(Location annotation dataset excerpts)
--- begin ---
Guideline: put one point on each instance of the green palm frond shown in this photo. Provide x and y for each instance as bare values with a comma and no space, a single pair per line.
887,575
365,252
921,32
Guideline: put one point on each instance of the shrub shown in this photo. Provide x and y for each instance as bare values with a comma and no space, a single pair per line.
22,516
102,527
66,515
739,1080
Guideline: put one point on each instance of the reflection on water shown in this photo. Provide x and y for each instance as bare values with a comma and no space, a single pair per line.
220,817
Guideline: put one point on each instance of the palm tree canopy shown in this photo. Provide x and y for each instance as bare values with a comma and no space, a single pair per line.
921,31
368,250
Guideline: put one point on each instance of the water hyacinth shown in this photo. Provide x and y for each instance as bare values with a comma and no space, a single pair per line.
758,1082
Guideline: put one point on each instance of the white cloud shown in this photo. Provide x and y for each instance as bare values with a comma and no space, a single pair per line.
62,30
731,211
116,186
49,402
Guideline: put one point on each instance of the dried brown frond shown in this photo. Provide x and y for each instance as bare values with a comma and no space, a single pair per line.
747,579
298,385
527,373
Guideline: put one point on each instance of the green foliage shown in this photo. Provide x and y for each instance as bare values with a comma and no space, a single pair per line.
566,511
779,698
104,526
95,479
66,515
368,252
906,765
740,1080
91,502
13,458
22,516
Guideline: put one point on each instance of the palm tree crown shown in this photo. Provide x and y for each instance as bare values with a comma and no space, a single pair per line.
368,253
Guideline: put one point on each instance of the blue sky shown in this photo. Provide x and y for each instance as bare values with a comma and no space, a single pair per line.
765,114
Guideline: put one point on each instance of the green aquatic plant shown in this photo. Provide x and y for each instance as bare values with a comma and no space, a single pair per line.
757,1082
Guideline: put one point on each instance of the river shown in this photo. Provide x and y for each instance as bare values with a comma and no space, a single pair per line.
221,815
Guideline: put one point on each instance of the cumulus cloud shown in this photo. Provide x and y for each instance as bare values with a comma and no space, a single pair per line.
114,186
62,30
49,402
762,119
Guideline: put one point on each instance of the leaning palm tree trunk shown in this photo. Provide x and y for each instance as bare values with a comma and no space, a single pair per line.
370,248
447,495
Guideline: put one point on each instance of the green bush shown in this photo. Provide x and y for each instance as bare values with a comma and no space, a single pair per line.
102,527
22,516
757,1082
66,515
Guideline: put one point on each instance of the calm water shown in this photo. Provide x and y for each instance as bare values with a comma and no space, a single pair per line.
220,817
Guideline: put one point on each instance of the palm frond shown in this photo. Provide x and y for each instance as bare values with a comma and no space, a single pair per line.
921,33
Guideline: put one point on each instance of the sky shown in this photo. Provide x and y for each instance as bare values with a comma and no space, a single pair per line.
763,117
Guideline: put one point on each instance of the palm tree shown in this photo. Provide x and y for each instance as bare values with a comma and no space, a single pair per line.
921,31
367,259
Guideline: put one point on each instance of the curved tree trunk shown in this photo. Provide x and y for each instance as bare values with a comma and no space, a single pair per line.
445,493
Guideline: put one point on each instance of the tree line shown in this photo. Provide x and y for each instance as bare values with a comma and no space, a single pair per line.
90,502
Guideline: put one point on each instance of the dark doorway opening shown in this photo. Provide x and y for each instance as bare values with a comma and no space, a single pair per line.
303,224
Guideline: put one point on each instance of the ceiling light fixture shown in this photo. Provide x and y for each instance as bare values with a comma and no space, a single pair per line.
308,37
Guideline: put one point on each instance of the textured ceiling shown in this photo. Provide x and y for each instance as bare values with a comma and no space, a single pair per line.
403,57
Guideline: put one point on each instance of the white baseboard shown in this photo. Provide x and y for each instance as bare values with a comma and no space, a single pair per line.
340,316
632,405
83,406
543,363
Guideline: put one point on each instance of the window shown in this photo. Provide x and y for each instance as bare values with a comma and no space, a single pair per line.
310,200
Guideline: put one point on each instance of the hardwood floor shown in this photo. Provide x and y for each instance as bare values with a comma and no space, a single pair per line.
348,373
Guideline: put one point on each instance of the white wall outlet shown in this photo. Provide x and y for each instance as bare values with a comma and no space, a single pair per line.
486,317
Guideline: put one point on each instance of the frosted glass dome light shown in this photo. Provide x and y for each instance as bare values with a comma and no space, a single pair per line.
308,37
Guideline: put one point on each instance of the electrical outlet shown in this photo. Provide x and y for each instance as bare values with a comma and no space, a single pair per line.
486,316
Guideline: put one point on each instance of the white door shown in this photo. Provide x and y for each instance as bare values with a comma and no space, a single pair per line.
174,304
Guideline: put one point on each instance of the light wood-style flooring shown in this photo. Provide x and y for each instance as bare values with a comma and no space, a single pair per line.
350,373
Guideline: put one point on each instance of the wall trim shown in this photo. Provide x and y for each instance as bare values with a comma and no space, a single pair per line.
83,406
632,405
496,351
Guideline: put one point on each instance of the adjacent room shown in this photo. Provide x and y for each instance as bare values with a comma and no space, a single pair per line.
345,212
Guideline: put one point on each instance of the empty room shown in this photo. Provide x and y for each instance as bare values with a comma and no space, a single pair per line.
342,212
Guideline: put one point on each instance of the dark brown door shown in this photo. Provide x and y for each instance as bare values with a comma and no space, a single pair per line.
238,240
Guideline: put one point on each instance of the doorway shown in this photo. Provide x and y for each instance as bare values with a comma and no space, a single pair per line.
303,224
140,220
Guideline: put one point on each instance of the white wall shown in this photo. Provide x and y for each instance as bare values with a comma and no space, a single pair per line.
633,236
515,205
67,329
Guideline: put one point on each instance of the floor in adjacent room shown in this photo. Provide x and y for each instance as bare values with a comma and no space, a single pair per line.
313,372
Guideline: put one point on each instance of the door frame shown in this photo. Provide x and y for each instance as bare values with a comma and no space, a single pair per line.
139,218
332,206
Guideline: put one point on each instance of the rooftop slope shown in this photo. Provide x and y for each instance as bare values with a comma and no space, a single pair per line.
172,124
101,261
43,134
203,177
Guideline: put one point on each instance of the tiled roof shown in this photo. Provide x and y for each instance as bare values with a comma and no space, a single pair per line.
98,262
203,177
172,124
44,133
--- end ---
Copy only the stretch running from the line containing "Guideline: put one point on each instance of the dark brown" to the final line of the entries, both ends included, exactly as it stands.

— Task response —
Guideline: put one point on each instance of the dark brown door shown in this photo. Provide x and y for each instance as bare values with a comma and no space, a single pair per line.
238,240
Guideline: put one point on each instance of the doorway shown in this photo. Provide x and y for each instance as bare values with a comma and no space, a single pair per line.
303,224
140,220
Guideline: put one point on each instance of the white wall shown in this photo. Provide x and y for each instance as bare values with a comma and no space, a single pair per line.
633,236
515,205
67,329
Guideline: put one point on each instance of the floor in adjacent room shown in this photo. Provide x and y for each instance as bare values with a comma and no space, a single pair per line.
313,372
Guideline: put one point on each instance of the door frame shown in this photo. Provide x and y for each instance as bare values with a comma and no space, a single pair per line.
139,218
332,206
Guideline: put one point on each instance of the rooftop slope shown in this photo. Provide x and y for each instance as bare values with a comma and no space, a single pair per line.
172,124
101,261
43,134
203,177
Guideline: put one point on each instance of the tiled roof shown in this photo. Provide x and y for each instance as bare values with a comma and no space, a single pair per line.
98,262
203,177
172,124
44,133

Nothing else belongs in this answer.